Frank Furedi, articulista da revista britânica Spiked, expressa preocupação que, na onda cultural de obsessão com raça e outros aspectos da identidade coletiva dos indivíduos, agora até bebês podem ser considerados racistas por terem “viés inconsciente” a favor de alguma raça. “Os principais proponentes dessa opinião hoje não são os racistas da velha guarda”, comenta Furedi, “são antirracistas proclamados”.

Para exemplificar a realidade do fenômeno, o colunista cita uma campanha do mês passado do Partido Trabalhista britânico que controla o governo do bairro de Islington, em Londres. A campanha distribuiu um pôster que diz que “aos três meses, os bebês olham mais para faces da raça de seus cuidadores” e que “as crianças nunca são novas demais para conversar sobre raça”. O mesmo partido, que também tem controle da câmara da cidade de Nottingham, implementou por lá um programa para “descolonizar” o jardim de infância, com uma “consultoria de treinamento antirracista”. Programas similares do partido em nível nacional acontecem desde 2008.

::::::::

* [TAREFA 1]
Responda com base no texto sobre bebês e racismo:
(a) Para qual revista Frank Furedi escreve?
(b) O governo de qual bairro de Londres é controlado pelo Partido Trabalhista, segundo o texto?
(c) Desde que ano acontecem programas parecidos do partido em nível nacional?
* [TAREFA 2] Liste todos os nomes de cidades e bairros que aparecem no texto sobre bebês e racismo.
* [TAREFA 3] Escreva o que vem depois da última frase do texto sobre bebês e racismo, continuando o assunto.

* [DADOS REGISTRADOS]
::::::::

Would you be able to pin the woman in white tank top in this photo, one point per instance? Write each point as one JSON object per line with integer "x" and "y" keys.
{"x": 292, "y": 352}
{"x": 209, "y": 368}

::::::::

* [RESPOSTA 1]
(a) Para a revista britânica Spiked.
(b) Islington.
(c) Desde 2008.

* [RESPOSTA 2] Islington, Londres, Nottingham

* [RESPOSTA 3]
Há duas fontes acadêmicas para esse tipo de programa. Uma são estudos que, desde 2005, de fato indicaram essa preferência em bebês a partir de três meses, como um estudo de primeira autoria de Yair Bar-Haim, do Departamento de Psicologia da Universidade de Tel-Aviv, em Israel. Avaliando uma pequena amostra de 36 bebês distribuídos igualmente em três grupos: brancos israelenses, negros etíopes e negros israelenses de origem etíope, Yair e colegas descobriram que os bebês olhavam para faces de adultos da própria raça por mais segundos. Porém, os bebês negros israelenses não apresentavam essa diferença. Outros estudos usaram bebês de outros grupos, como chineses, e até investigaram qual parte da face parece mais indicativa de raça para os bebês (suspeita-se que é o nariz). Há um problema comum de amostras pequenas.

Em sua tese de doutorado de 2012 na Universidade de Harvard, a psicóloga especialista em desenvolvimento infantil Talee Ziv investigou o assunto em bebês com um trimestre de idade e descobriu que a preferência racial parece acontecer somente com faces masculinas, não com as femininas. Isso sugere que o contato da mãe é a razão dessas preferências no tempo do olhar dos bebês para faces.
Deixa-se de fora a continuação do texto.